◆ **Task 1**
Summarize the text on unified endpoint management use cases in two sentences.
◆ **Task 2**
Carry on the text on unified endpoint management use cases from the point where it ends.

Major Use Cases and Capabilities
Major Use Cases
PC Management
Traditional management of the desktop computers relied on manual updates of software and patches that were layered on top of each other. Client management tools were used to manage these environments. UEM solutions should maintain the core capability of managing desktops while helping organizations move beyond legacy client management tools to a more comprehensive and unified approach to managing these endpoints along with all other types of endpoints. UEM solutions can support variety of different desktops operating systems such as Windows, macOS, Linux or Chrome.
Mobile Device Management
As mobile phones, laptops, and tablets became economically available, organizations controlled the employee device regarding its OS and software applications and security controls when the device was within the perimeter of the organization. However, their portability also became a challenge for organizations to manage them remotely. Unified Endpoint Management (UEM) of mobile end devices is now the rule rather than the exception compared to point solutions of the past (e.g., EMM, Enterprise Mobility Management). UEM solutions should include capabilities to meet these challenges such as mobile device lifecycle management, remote access, troubleshooting & diagnostics, remediation, and patching software.

◆ **Entries supplied**
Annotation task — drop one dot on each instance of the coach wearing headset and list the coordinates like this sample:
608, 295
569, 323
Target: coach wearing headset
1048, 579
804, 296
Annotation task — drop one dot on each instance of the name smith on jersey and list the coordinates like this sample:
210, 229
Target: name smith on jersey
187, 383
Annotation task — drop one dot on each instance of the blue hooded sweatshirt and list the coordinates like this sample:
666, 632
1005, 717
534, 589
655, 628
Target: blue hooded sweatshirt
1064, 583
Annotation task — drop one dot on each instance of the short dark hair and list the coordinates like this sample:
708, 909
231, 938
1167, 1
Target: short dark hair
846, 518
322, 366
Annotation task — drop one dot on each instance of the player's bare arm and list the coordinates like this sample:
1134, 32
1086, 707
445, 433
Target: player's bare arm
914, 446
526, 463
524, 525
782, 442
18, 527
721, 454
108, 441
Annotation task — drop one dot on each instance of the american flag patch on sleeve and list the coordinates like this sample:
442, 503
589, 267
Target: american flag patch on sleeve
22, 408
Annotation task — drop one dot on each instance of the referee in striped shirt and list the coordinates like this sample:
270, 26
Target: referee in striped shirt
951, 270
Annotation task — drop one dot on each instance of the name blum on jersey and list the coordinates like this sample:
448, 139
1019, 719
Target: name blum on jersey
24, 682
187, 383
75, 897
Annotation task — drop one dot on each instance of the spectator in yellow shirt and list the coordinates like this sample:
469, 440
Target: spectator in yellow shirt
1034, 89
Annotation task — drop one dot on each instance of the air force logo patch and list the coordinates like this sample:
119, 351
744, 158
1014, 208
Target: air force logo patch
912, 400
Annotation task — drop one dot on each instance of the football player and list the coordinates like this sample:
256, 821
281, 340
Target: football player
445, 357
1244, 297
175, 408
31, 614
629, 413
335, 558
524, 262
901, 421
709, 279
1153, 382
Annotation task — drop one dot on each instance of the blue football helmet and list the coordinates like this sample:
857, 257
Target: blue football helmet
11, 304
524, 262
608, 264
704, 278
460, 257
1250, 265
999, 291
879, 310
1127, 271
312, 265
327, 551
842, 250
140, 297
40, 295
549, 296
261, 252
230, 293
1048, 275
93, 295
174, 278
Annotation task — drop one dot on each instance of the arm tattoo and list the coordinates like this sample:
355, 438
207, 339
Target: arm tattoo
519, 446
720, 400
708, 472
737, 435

◆ **Task result 1**
UEM solutions should keep the core capability of managing desktops running operating systems such as Windows, macOS, Linux or Chrome, while moving organizations beyond legacy client management tools to a unified approach that covers all types of endpoints. For mobile devices, whose portability made remote management a challenge, UEM is now the rule rather than past point solutions such as EMM, and it should include mobile device lifecycle management, remote access, troubleshooting and diagnostics, remediation, and software patching.

◆ **Task result 2**
Unmanaged Devices/BYOD
At a point in time in the not-too-distant past, organizations needed to quickly deal with the introduction of the bring-your-own-device (BYOD) paradigm shift. Organizations required policies to define the boundaries of BYOD that included the ability to segregate the business data and applications from personal data and applications. Mobile device management (MDM) provided the tools to control the device functionality and help manage these mobile devices' lifecycle and their platforms. Enterprise Mobility Management (EMM) solutions added mobile information as well as application and content management. The ability to push software, updates, or patches to devices becomes what is known as modern endpoint management. Today, this can all be accomplished using a comprehensive and consolidated approach using Unified Endpoint Management (UEM) solutions to ensure company organizational and legal policies when the endpoint device moves outside the organization's perimeter. Other important BYOD UEM capabilities should include device registration, user self-service, endpoint containment and content management of corporate information, and detection and remediation of endpoint vulnerabilities.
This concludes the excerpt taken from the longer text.